**Stated task 1**.
Edit the entries by replacing "drawer knob" with "cabinet handle" and keeping everything else the same. Begin at the line that has "shrub with a single marker." and stop after the last entry, leaving the pictures out.

The ‘Napoleon Dynamite’ Cast Is Finally Back Together. You Can Thank NFTs
Rob Feldman would not stop laughing.
“I’m sorry, I’m sorry. Okay,” he said, before unraveling into another fit of giggles. “Okay. Wooh!”
Feldman is a comic book author. He’s spent well over a decade trying to get television adaptations of his comics off the ground—a feat that hasn’t proven so easy. But on a foggy Monday morning recently, the writer and animator sat in a recording studio in Burbank, watching the actor Jon Gries finally bring a character of his creation to life.
Feldman marveled as, on the other side of the recording booth glass, Gries improvised a series of Spicoli-inspired cackles to embody Cuda Cano: a diabolical, extraterrestrial surfer. Cuda features among an ensemble of wacky aliens and SuperEarthlings in “Cyko KO,” an animated television pilot based on Feldman’s long-running comic of the same name.
The laughter was contagious, apparently. Or maybe Feldman was just having a hard time concealing his sheer giddiness at the occasion.
It wasn’t just Gries who lent his vocal talents to “Cyko KO” that day. The veteran actor, perhaps most currently recognizable for his two-season stint on HBO’s critically adored series “The White Lotus,” also played the jockish Tupperware salesman Uncle Rico in the 2004 film “Napoleon Dynamite.” Feldman managed to secure almost every core member of that cult classic’s leading cast to voice his pilot.
That accomplishment is notable for two reasons. One, the “Napoleon Dynamite” cast has never, as an informal rule, reunited on a project, save a short-lived animated reboot of the film that aired on Fox for one season. And two, perhaps more crucially: Feldman’s pilot had no backing by a Hollywood network or studio, nor even by a traditional production company.

**Stored records**.
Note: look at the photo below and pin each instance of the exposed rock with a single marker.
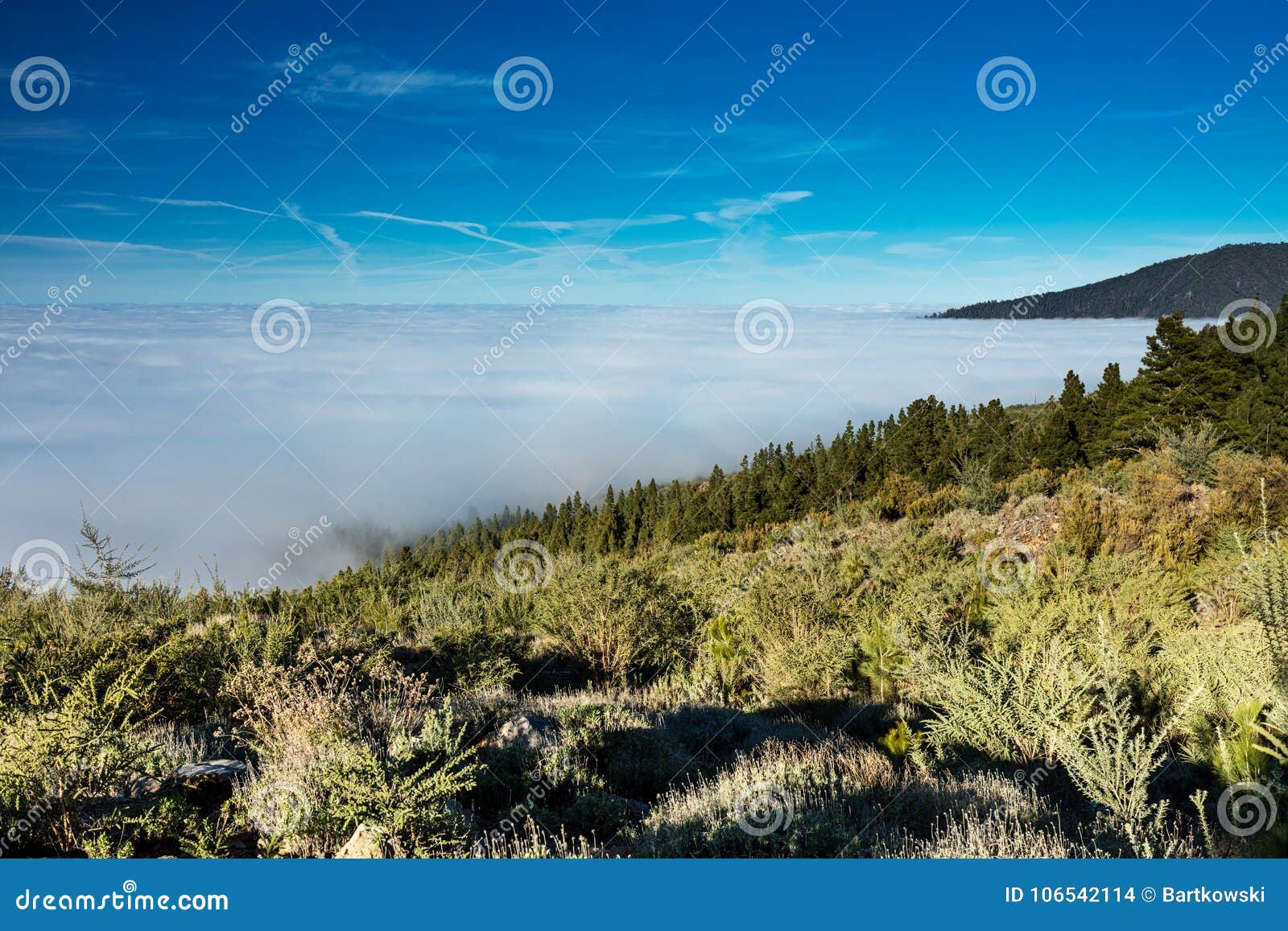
(145, 787)
(221, 770)
(369, 842)
(523, 731)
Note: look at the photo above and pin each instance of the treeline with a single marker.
(903, 461)
(1195, 285)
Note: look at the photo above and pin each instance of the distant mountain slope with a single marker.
(1197, 285)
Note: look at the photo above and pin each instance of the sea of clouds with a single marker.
(174, 428)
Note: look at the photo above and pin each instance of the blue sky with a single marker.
(871, 171)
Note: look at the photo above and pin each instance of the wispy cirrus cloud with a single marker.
(353, 81)
(113, 246)
(737, 209)
(476, 231)
(824, 235)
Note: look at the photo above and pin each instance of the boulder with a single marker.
(369, 842)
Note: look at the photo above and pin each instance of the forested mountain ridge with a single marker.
(914, 463)
(1198, 286)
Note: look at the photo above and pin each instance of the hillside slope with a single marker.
(1197, 285)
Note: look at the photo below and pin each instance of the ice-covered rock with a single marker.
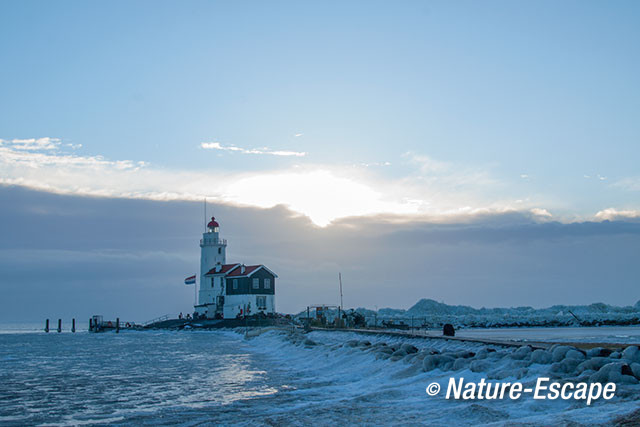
(574, 354)
(480, 365)
(399, 352)
(635, 369)
(461, 363)
(522, 352)
(566, 366)
(598, 352)
(594, 364)
(441, 361)
(631, 353)
(559, 352)
(409, 348)
(541, 357)
(618, 372)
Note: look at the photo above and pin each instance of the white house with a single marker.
(231, 290)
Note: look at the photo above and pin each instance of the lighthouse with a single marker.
(213, 254)
(229, 291)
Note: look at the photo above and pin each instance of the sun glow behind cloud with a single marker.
(434, 190)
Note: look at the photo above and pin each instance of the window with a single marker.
(261, 302)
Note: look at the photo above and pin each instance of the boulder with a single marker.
(559, 352)
(435, 361)
(566, 366)
(480, 365)
(635, 370)
(631, 353)
(410, 349)
(399, 352)
(617, 372)
(574, 354)
(461, 364)
(594, 364)
(598, 352)
(522, 352)
(541, 357)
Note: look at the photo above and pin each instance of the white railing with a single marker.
(213, 241)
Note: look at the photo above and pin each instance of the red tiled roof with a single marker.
(226, 268)
(247, 271)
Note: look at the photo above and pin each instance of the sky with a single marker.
(381, 117)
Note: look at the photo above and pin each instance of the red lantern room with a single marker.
(213, 225)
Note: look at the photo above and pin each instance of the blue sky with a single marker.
(425, 113)
(508, 105)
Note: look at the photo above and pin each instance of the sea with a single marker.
(196, 378)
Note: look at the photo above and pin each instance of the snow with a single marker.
(433, 314)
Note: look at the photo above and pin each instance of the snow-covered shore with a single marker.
(433, 314)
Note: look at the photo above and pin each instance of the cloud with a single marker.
(135, 250)
(218, 146)
(427, 189)
(612, 214)
(32, 144)
(629, 184)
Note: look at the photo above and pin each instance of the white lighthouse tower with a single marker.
(213, 252)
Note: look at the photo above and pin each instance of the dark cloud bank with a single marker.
(65, 256)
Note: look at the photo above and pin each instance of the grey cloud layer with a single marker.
(74, 256)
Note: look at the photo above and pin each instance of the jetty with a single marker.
(544, 345)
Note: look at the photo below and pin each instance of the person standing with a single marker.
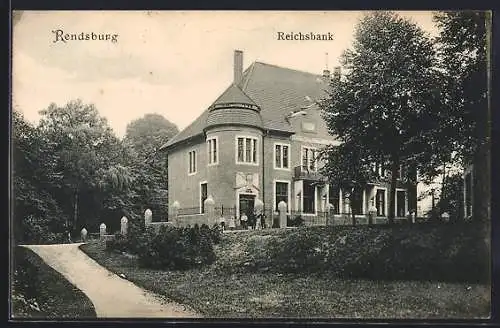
(263, 220)
(222, 222)
(244, 220)
(258, 221)
(232, 223)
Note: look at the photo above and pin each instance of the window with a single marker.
(468, 194)
(281, 156)
(212, 151)
(380, 202)
(402, 172)
(309, 200)
(334, 198)
(380, 169)
(246, 151)
(308, 159)
(357, 201)
(192, 162)
(400, 203)
(281, 194)
(203, 196)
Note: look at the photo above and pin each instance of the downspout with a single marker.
(263, 170)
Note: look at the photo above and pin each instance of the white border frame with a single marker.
(289, 156)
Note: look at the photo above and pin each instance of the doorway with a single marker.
(246, 203)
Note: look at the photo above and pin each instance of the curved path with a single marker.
(112, 296)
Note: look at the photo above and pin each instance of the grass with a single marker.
(40, 292)
(217, 291)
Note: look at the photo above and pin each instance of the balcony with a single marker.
(303, 173)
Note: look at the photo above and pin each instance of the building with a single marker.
(259, 140)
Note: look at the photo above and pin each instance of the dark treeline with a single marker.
(70, 171)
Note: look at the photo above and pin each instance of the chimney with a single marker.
(238, 66)
(337, 72)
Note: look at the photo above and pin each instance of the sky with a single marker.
(170, 63)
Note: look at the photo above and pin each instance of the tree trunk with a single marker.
(75, 208)
(392, 193)
(352, 214)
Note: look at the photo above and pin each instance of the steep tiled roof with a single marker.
(278, 91)
(233, 94)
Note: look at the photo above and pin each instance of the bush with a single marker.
(119, 243)
(436, 252)
(36, 231)
(296, 221)
(171, 248)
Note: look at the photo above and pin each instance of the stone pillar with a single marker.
(83, 234)
(102, 231)
(209, 204)
(148, 217)
(175, 213)
(124, 226)
(282, 211)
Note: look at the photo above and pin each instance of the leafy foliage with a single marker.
(171, 248)
(386, 107)
(438, 252)
(71, 171)
(462, 53)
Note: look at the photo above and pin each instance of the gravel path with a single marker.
(112, 296)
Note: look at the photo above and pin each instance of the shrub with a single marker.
(174, 248)
(119, 243)
(296, 221)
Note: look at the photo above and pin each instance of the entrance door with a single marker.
(246, 203)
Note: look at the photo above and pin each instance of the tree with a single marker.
(388, 100)
(37, 217)
(347, 169)
(145, 136)
(85, 153)
(149, 133)
(462, 56)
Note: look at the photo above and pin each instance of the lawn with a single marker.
(217, 291)
(40, 292)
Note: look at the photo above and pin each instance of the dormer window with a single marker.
(308, 127)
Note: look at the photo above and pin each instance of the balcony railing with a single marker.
(305, 173)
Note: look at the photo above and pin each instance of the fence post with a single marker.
(209, 204)
(148, 217)
(282, 210)
(124, 226)
(102, 231)
(83, 234)
(329, 208)
(175, 213)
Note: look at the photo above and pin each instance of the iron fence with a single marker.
(189, 211)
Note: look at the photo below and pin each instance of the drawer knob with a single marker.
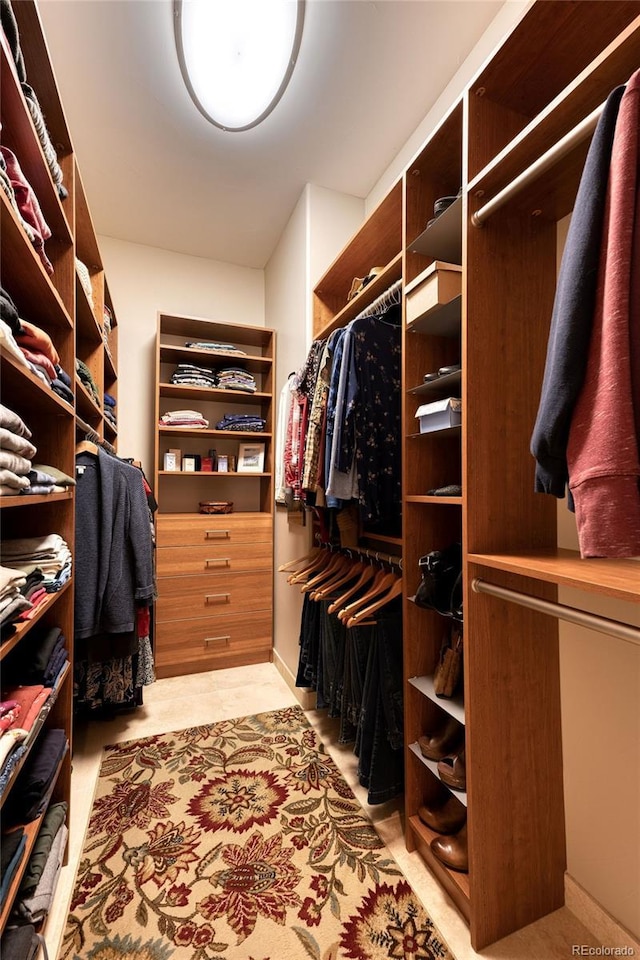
(209, 640)
(217, 598)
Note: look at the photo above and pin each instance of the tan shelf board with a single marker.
(31, 831)
(613, 578)
(210, 394)
(220, 434)
(450, 501)
(19, 380)
(590, 88)
(19, 134)
(209, 473)
(22, 263)
(457, 884)
(391, 273)
(25, 626)
(199, 328)
(30, 501)
(35, 730)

**Stated task 2**.
Continue the article about the "Napoleon Dynamite" cast reuniting.

**Response 1**.
Note: look at the photo above and pin each instance of the shrub with a single marker.
(174, 248)
(119, 243)
(296, 221)
Note: look at the photo above and pin each instance of the entrance door with a single marker.
(246, 203)
Note: look at the photo above and pin each instance of the tree with a single marker.
(388, 100)
(37, 217)
(347, 169)
(145, 136)
(85, 153)
(149, 133)
(462, 56)
Note: look at the photo above and pin each instance of the lawn with a single marker.
(217, 291)
(40, 292)
Note: look at the photo above and pin each instance of the dormer window with a single marker.
(308, 127)
Note: look at the photo above and pin each instance of the balcony railing with a single marker.
(305, 173)
Note: look at the photo above and pin each instance of the fence post with a single marker.
(209, 204)
(148, 217)
(282, 210)
(124, 226)
(102, 231)
(83, 234)
(329, 208)
(175, 213)
Note: look at the photo above and pin each instance of the iron fence with a single marker.
(189, 211)
Note: look at the photo below and pin each instance of the cabinet handle with a single marker.
(209, 640)
(217, 598)
Note: look at the photo above and pin each instance of the tan shelf board with a single marker.
(31, 831)
(613, 578)
(210, 394)
(220, 434)
(450, 501)
(19, 380)
(590, 88)
(19, 134)
(209, 473)
(22, 263)
(457, 884)
(391, 273)
(25, 626)
(199, 328)
(30, 501)
(35, 730)

**Response 2**.
That’s near unheard-of in television, where production budgets can rapidly spin out of control, and you can count viable distributors on your fingers. But thanks to a few factors, including novel Web3 fundraising strategies, “Cyko KO” is coming alive without the support or consent of an entity like Netflix or Hulu.
As the day carried on, more “Napoleon Dynamite” alumni trickled their way into Feldman’s recording booth—Tina Majorino, better known as side-ponytailed outcast Deb; Efren Ramirez, the man behind one of film’s all-time legendary class presidents, Pedro; and Napoleon himself, Jon Heder.
The gathering felt a bit like the reunion of a high school friend-group: equal parts exhilarating and familial.
Ramirez sat in a corner of the green room at one point, dissecting the “Cyko KO” script with four pens and three highlighters, each a different color—his customary prep for a new character. In “Cyko KO” he plays Lil Kahuna, the pint-sized sidekick to Gries’ surfer villain Cuda Cano.
“I imagine that Skeletor was my father who left me, so I take the carbon copy of him—which is you,” Ramirez explained to Gries of Lil Kahuna’s origin and motivations. “I want full power at the end. But the truth is, I’m hoping to get my father’s love one day.”
Gries, who had walked straight into the recording booth from the parking lot earlier that morning, rolled his eyes. “He’s going deep on this,” Gries deadpanned to Heder.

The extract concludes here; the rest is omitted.